_EXERCISE AIM_
Rewrite the listing below with "drop a pin on" swapped for "place a marker on" wherever it occurs, keeping everything else the same and leaving out the pictures.

_RECORDS FOR THIS TASK_
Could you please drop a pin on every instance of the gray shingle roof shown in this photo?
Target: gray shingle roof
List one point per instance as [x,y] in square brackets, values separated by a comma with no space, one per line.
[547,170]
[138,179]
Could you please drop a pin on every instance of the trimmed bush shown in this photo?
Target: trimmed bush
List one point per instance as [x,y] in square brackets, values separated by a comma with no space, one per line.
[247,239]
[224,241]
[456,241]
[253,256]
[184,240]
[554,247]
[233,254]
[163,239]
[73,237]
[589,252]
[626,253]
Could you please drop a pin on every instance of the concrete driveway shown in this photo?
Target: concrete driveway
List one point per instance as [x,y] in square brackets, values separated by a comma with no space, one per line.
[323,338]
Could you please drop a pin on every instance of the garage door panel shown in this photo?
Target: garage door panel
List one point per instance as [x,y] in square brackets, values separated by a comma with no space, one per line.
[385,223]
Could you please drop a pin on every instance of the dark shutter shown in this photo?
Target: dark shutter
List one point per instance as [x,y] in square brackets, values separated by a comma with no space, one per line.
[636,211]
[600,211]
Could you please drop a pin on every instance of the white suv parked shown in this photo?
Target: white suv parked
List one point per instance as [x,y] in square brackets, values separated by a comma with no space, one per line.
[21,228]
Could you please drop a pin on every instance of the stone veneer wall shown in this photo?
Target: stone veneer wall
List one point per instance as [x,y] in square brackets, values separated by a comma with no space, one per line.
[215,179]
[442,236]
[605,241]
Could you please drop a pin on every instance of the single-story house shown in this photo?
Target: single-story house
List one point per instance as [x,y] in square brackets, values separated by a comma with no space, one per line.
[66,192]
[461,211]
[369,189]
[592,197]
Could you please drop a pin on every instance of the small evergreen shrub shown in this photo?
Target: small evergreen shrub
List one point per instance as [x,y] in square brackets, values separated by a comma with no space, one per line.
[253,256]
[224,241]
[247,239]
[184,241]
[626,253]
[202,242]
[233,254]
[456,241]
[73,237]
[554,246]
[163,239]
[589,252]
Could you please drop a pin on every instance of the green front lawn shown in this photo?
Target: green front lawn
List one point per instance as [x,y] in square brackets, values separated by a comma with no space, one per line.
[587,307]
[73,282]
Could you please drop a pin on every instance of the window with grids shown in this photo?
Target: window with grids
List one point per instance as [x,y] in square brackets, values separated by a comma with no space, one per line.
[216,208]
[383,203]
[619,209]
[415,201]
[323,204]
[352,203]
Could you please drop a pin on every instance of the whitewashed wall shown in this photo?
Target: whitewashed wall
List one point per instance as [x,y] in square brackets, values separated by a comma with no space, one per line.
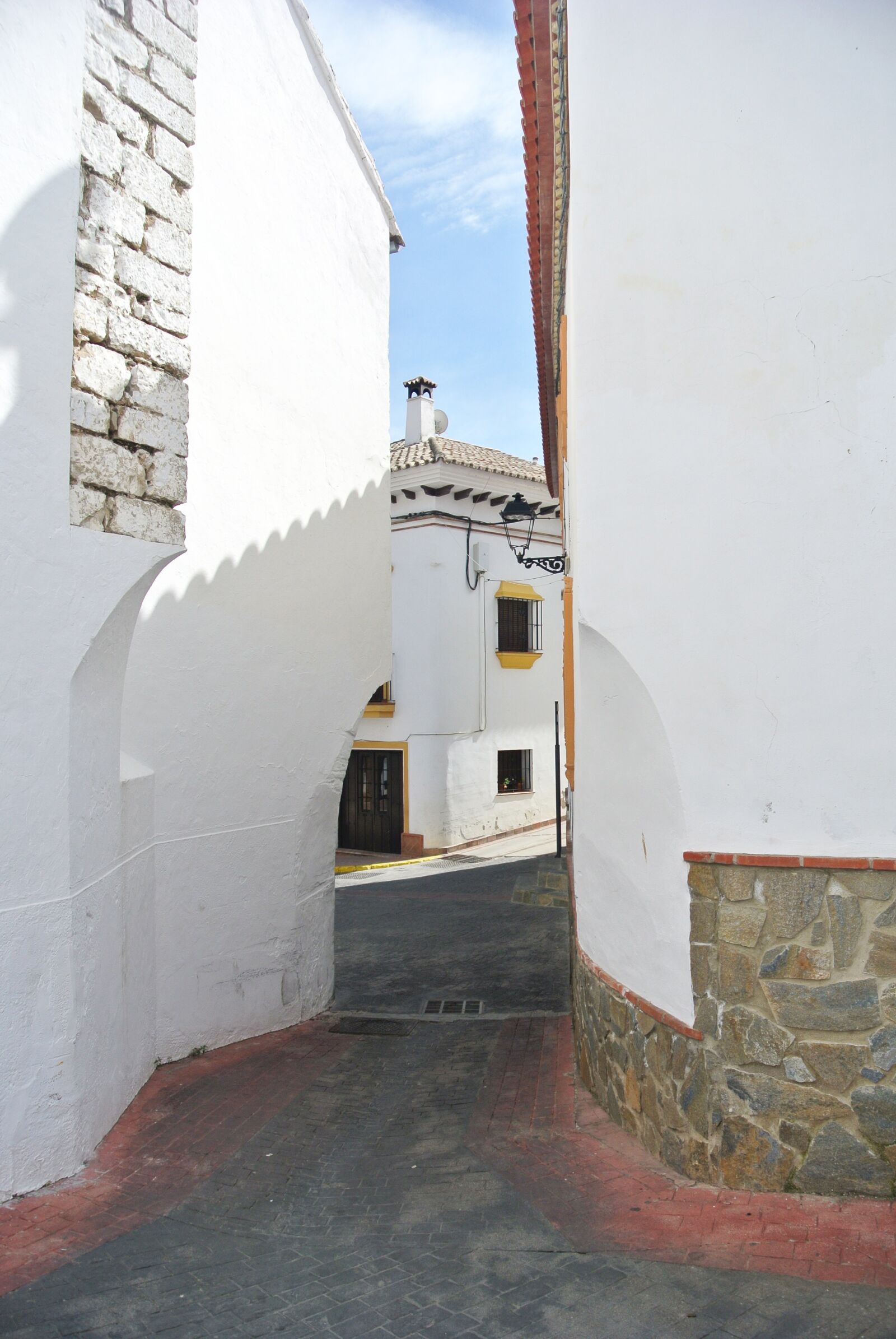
[256,653]
[454,702]
[73,904]
[732,374]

_EXERCISE SOLUTION_
Could you please place a marker on every instance of the gray shingle roof shown in this photo?
Target: gray shingle roof
List one point per instance as [x,y] in square brackets, values separated by a comma with no space, one per line.
[547,170]
[138,179]
Could you please place a marker on every instance of the trimmed bush shown in this photo?
Target: trimmed bush
List one point per instance as [x,y] in square brackets, values separated by a comma with no space, one per line.
[247,239]
[224,241]
[456,241]
[253,256]
[184,240]
[554,247]
[233,254]
[163,239]
[73,237]
[589,252]
[626,253]
Could you please place a marker on every instance of the concrete driveway shown in this photo?
Target: concrete driveway
List one point per instance as [x,y] in square brackets, values separated by a comma with no space, one per line.
[323,338]
Could you please place a marker on every instance of the garage door panel shown in this photo?
Target: garage door panel
List one point per instance as [x,y] in square brackets, values separated by a comma with no space, one per line.
[385,223]
Could you please place a marker on every instance of the dark shutter shown in this photo?
Target: dark shutter
List one point per instance as [x,y] in square brackets, values separated by a comma with no space, one per line.
[636,211]
[600,211]
Could you please place a marker on every instance of the white suv parked shown in this photo?
Target: white suv parked
List one point per instance as [x,y] in square brackets, values separated by a comma with no space, one per line.
[21,228]
Could you please place a marker on every instance of the stone veneer wall shown in this photo?
Target: stone veneer wall
List one point per instance as [x,y] in square brackets, values separated by a comma with no space, one per line.
[215,179]
[442,236]
[605,241]
Could you please place a marker on every instance of the single-story house shown in this photo?
Target: single-story house
List one point per instance as [x,y] in square brackets, values separated by a comma with no space, one per line.
[66,192]
[461,211]
[369,189]
[592,197]
Could you please place a marker on every instance of the small evergreen shrub shown in this photo?
Target: small evergreen shrub
List one point per instance as [x,y] in square brackets, values separated by a comma with no space, one per line.
[253,256]
[224,241]
[247,239]
[184,241]
[626,253]
[202,242]
[233,254]
[456,241]
[73,237]
[554,246]
[163,239]
[589,252]
Could you please place a marker on every instance of the green front lawn shown in this photo?
Target: green front lawn
List one point per instance as [x,y] in square brackets, values separated by a comma with no space, one per line.
[587,307]
[73,282]
Could you please place a marker on every instance of the window with grids shown in this photo?
Target: window with grids
List one point per instance as [x,y] in square brackets, values separated by a comma with no space, one per line.
[216,208]
[383,203]
[619,209]
[415,201]
[323,204]
[352,203]
Could you please place a marker on every instance of the whitewashed wall shown in this photo?
Target: whitewashed wall
List one point per instance as [x,y] in square brackets, values separated by a comma with no space, one per line.
[256,653]
[454,702]
[73,904]
[732,374]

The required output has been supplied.